### [Your objective]
Pick up the news report on the Jefferson County board meeting after its last sentence and write the next few paragraphs.

### [Reading text]
· · · ·

But Schroeder said it’s time to leave the subject of Jefferson County board size alone until the next chance arrives to address it. That will be in the next board term following the April 2020 election.
“It’s back to business and I was glad we were able to resolve this last night,” the chairman said. “This is just one action item in the county’s strategic plan. Now we can move on with that plan and keep moving Jefferson County forward.”
Also Tuesday, the board was introduced to new Jefferson County Veterans Service Commission member Joseph Naylor, who also took time during his introduction by Veterans Service Officer Yvonne Duesterhoeft to present the commission with a check for $4,000 from his Naylor Classic golf tournament. (See page 2 for donation photo).
The board heard encouraging annual reports from Barb Morrison Gudgeon of the Community Dental Clinic, the Rock River Free Clinic’s Kristen Wallace, Lynn Forsyth of the Jefferson County Literacy Council, as well as Chrissy Wen and LaVern Georgson of the University of Wisconsin-Madison Division of Extension.
Georgson’s report focused on Jefferson County’s hosting of 2019 Wisconsin Farm Technology Days July 23-25 at Walter Grain Farms near Johnson Creek.
According to Georgson, the event will attract tens of thousands of people to the area during its run and, if the weather is nice, could hit 40,000 attendees. He said planning for the mammoth gathering is going well.
“We think we have a very good plan going,” he said, adding event organizers are hoping to put what he called the county’s “uniqueness” on display for all to see.
“We want to show Jefferson County’s capabilities in agriculture. This will show off the uniqueness and ‘specialness’ of our area that maybe we sometimes take for granted,” he said.

· · · ·

Stored entries:

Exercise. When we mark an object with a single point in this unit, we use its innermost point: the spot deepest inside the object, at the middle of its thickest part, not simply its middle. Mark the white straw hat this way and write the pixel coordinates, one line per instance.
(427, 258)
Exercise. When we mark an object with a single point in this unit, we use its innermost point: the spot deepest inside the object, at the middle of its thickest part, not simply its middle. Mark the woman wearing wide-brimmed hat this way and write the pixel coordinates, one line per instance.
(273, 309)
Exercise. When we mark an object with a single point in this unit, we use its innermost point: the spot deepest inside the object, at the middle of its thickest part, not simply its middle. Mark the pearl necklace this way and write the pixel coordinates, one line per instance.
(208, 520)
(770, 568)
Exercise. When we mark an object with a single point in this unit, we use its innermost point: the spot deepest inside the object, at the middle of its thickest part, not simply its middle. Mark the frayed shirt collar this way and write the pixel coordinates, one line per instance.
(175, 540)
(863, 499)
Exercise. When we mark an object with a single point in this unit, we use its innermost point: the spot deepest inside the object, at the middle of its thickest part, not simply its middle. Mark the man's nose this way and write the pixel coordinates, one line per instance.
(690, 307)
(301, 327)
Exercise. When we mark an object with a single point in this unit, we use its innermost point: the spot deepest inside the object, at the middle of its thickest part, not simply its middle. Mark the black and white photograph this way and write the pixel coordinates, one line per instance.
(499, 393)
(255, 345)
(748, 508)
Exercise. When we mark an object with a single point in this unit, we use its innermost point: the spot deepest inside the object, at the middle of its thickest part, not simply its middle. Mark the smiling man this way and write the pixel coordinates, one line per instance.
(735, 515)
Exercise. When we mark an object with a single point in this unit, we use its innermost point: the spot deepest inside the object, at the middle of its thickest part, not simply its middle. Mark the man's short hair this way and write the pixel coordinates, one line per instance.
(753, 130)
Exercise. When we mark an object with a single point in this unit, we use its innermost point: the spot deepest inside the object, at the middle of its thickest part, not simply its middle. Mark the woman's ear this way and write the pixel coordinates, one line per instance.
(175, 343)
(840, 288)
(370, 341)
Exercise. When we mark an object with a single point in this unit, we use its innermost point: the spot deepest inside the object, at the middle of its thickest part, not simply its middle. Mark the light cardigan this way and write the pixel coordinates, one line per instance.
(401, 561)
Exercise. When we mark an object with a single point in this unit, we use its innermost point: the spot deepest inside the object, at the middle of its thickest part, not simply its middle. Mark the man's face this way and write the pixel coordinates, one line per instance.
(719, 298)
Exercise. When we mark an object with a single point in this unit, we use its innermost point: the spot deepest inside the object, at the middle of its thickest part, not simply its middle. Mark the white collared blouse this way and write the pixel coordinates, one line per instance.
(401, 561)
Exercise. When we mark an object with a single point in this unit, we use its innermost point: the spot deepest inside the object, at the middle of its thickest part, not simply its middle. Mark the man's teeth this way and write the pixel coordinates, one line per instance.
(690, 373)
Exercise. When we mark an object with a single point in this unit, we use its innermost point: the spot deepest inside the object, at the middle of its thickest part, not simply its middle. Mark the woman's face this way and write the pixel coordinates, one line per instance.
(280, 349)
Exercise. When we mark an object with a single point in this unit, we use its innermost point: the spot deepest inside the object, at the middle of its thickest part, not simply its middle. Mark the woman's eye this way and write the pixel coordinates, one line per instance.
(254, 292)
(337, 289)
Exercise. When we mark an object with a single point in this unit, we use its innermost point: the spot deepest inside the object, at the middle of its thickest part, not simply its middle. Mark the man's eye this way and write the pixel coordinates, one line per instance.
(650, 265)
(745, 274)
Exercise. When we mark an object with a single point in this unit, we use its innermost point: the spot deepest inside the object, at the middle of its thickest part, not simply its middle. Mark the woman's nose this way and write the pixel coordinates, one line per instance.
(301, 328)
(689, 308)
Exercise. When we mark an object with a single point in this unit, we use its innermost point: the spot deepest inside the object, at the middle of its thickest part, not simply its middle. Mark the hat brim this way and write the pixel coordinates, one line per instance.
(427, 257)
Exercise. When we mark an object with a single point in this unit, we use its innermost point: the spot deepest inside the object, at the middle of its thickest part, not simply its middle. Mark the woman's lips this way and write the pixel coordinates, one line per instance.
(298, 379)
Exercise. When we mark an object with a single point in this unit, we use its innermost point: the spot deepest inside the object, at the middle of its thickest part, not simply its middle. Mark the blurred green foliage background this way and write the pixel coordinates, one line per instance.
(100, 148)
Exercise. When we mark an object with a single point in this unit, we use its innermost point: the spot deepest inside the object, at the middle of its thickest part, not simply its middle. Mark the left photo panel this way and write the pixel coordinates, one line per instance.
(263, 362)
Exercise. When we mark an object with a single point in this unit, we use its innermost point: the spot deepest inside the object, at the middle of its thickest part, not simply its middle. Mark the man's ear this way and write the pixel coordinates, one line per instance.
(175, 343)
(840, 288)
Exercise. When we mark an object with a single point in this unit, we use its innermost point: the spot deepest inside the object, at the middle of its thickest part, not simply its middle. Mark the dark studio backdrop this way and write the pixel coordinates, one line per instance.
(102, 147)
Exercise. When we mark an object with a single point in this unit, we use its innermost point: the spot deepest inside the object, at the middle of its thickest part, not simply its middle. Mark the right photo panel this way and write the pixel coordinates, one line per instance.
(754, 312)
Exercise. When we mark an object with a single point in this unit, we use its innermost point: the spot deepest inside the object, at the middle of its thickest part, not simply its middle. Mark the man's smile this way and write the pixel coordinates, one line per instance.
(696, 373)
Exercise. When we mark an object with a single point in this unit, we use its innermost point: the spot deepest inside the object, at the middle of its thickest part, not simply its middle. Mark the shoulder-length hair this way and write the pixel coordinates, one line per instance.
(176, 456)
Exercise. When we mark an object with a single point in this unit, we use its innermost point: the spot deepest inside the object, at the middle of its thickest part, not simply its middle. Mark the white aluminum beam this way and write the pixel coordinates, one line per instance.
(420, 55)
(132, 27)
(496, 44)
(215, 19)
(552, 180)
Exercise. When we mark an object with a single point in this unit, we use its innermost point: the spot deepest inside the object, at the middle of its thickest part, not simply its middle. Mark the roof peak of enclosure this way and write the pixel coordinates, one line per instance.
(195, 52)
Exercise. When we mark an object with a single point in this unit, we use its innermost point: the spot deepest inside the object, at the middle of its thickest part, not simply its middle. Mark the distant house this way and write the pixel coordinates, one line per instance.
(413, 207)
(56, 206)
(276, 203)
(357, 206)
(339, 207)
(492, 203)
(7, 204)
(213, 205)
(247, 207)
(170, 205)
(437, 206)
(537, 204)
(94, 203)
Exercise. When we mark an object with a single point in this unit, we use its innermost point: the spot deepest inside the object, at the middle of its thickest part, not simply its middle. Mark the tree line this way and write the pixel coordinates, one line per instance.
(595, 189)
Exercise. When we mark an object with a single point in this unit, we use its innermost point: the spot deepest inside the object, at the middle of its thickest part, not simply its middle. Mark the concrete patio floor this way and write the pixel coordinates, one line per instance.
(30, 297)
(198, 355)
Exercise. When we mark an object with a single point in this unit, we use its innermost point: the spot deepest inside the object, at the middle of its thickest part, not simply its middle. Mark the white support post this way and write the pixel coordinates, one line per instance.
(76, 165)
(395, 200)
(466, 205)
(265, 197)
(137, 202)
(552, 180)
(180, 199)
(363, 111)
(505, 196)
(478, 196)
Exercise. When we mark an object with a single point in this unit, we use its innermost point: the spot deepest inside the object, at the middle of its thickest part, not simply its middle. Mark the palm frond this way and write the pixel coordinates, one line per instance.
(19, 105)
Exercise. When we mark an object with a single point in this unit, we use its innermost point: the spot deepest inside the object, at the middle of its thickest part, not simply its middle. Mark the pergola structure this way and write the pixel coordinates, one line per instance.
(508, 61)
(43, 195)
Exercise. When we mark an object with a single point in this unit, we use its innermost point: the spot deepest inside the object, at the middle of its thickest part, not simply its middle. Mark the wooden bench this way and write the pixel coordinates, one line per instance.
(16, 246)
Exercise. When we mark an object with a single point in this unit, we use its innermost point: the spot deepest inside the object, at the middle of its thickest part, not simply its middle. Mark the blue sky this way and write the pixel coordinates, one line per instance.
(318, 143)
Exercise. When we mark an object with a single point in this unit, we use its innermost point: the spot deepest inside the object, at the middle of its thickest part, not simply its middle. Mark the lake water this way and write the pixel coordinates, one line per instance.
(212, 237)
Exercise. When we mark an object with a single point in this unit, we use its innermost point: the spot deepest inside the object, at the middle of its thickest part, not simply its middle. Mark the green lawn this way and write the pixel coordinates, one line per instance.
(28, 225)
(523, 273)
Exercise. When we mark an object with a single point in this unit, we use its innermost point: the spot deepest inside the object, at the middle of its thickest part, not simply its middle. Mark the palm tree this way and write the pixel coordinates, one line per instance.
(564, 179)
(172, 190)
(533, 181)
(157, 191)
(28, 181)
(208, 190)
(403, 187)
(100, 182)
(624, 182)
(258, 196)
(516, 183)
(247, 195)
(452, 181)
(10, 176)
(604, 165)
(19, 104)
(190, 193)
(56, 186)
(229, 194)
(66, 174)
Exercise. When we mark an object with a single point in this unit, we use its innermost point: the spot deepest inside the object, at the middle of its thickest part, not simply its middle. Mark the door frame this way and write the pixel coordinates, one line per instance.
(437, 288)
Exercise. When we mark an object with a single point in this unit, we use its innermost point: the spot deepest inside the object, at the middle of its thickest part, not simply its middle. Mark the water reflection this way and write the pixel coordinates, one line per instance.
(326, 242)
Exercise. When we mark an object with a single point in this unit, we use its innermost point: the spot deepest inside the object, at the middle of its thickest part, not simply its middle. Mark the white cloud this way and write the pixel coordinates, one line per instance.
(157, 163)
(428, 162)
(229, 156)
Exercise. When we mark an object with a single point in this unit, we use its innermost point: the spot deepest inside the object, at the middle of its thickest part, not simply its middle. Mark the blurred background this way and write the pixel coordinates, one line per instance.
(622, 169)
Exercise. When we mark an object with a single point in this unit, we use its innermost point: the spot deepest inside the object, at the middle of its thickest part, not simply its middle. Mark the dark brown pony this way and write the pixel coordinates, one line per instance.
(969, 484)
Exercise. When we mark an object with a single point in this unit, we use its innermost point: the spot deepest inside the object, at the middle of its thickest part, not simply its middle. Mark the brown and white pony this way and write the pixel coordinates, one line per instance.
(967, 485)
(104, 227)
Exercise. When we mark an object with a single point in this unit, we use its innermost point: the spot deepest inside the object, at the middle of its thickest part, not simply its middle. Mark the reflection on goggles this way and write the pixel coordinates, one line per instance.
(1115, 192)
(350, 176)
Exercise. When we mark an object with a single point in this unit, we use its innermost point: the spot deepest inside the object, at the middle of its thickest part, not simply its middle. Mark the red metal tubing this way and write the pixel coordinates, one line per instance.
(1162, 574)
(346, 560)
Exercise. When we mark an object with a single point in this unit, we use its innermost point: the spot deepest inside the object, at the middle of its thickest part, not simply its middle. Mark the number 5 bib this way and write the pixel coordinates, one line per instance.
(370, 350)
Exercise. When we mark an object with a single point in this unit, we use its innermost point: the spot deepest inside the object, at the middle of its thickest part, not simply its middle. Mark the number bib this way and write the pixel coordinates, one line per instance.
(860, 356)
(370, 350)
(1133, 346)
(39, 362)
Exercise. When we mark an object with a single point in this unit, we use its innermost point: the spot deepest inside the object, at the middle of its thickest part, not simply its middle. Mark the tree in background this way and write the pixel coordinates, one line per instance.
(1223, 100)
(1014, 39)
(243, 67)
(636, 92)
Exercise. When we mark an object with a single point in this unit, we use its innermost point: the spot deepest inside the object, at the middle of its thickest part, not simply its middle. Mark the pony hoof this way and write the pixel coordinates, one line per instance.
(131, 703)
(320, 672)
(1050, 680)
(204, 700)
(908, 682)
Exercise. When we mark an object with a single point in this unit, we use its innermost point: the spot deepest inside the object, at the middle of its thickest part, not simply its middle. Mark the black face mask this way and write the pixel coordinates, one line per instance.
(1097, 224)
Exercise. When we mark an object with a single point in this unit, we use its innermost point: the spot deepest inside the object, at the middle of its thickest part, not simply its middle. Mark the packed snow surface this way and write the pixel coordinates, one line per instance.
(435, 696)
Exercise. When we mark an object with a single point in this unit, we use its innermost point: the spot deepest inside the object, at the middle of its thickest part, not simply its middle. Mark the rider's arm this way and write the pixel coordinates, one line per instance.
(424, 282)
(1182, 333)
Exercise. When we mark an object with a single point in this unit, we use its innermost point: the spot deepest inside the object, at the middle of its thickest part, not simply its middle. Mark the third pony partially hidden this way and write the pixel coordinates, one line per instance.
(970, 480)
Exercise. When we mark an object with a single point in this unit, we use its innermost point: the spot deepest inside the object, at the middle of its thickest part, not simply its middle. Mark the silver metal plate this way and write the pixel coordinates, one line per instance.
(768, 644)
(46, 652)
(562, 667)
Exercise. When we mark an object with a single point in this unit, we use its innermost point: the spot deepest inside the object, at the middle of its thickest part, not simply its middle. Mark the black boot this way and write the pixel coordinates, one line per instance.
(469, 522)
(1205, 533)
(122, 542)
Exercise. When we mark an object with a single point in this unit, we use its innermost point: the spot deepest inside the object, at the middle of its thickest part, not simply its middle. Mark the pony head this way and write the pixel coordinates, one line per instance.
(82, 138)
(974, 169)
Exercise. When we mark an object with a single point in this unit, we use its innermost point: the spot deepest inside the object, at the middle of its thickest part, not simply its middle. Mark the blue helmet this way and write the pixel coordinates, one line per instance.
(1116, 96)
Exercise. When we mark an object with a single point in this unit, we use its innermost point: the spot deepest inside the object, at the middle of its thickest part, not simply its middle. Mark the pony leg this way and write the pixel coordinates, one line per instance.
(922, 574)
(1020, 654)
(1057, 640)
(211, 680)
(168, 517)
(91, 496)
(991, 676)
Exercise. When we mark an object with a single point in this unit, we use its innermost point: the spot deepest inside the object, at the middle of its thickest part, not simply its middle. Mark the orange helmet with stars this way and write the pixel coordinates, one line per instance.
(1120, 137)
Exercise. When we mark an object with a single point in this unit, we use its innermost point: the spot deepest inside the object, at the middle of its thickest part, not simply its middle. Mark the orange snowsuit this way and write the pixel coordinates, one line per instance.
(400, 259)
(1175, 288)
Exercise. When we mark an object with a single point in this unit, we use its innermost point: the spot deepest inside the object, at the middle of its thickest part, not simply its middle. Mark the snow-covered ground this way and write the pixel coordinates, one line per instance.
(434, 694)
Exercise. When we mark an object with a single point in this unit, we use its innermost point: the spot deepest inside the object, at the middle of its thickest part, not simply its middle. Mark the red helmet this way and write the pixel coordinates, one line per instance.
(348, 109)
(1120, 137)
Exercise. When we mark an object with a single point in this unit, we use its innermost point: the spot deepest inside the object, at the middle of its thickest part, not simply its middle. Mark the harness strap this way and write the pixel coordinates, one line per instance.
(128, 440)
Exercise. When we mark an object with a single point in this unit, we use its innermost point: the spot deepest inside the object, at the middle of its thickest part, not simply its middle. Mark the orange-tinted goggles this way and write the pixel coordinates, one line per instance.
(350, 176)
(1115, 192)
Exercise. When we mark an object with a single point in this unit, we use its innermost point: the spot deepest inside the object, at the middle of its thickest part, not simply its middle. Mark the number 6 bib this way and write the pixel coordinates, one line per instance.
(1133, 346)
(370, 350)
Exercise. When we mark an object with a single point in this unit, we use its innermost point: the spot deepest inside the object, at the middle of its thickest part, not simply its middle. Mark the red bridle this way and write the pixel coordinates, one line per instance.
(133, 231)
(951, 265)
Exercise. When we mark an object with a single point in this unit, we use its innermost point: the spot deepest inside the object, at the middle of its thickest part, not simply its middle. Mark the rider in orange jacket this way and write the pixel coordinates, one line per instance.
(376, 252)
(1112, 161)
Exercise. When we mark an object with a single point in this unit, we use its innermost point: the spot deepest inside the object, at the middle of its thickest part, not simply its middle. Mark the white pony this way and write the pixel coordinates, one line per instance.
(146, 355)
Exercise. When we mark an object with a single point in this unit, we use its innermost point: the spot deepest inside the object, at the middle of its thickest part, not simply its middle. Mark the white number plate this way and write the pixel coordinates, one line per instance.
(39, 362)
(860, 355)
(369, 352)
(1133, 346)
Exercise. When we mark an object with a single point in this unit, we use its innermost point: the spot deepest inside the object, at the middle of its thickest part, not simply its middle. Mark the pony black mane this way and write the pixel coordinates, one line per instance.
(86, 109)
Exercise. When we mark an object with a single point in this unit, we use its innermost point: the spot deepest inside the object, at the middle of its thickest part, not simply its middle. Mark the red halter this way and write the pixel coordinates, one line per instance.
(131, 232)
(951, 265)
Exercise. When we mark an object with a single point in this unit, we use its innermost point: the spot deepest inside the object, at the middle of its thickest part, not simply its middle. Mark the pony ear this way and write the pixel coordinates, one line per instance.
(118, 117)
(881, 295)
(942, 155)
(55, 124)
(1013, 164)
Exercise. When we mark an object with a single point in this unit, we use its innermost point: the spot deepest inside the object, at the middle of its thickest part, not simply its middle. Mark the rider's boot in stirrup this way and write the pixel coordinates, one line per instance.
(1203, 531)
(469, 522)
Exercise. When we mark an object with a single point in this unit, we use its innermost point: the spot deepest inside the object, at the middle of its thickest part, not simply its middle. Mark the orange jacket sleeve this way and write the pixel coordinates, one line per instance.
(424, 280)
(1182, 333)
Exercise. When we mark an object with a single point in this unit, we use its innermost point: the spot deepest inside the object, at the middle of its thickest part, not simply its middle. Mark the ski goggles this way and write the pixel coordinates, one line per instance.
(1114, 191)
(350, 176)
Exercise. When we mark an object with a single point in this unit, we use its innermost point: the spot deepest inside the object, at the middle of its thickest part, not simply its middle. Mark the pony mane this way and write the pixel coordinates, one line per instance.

· · · ·

### [Your response]
Georgson stressed the need for volunteers to help with almost every aspect of the event. He said the county’s need could be met by volunteer groups that wish to do fundraising at the same time. For more information, contact the county at 920-674-7295.
“We are really hoping our prep work turns into a pleasant experience for those who attend,” he said, adding the event is only 151 days away as of today.
Supervisors also approved a resolution that addresses how the county will deal in the future with employee absences and corresponding sick leave due to dangerously cold weather conditions. This matter comes up as a result of the recent intense cold spell that overtook the Midwest and caused dangerous travel conditions for county employees and the community in general. The resolution addresses how sick leave may be used on dangerous weather days so employees can remain safe and be appropriately compensated.
Also among resolutions approved Tuesday was one calling for the adoption of a public participation plan for the Jefferson County Comprehensive Plan and Agricultural Preservation and Land Use Plan.
Project manager Paul Chellevold of SRF Consulting Group of Madison presented a summary of how the process will be conducted over the next 21 months.
He said the goal is to finalize the plan in September/October 2020 over the course of approximately 25 public meetings.
“It is a plan that is going to set the tone of the next 10 years for the county,” he said.
Resolutions related to the county’s Veterans Foundation, Inc. made it a tax-exempt organization and created a Veterans Service Commission Revolving Loan Guarantee Program.
Not on the original agenda, but added and approved by the board Tuesday, was a resolution that allows for acceptance of a bid for construction by Bos Design Buildings/Cleary Building Corporation of a swine barn and animal wash rack for the Jefferson County Fair Park. The cost of the project will be $83,417, with $75,000 of this amount already budgeted. The remainder is expected to be collected through fundraising. The new barn will measure approximately 40 feet by 120 feet.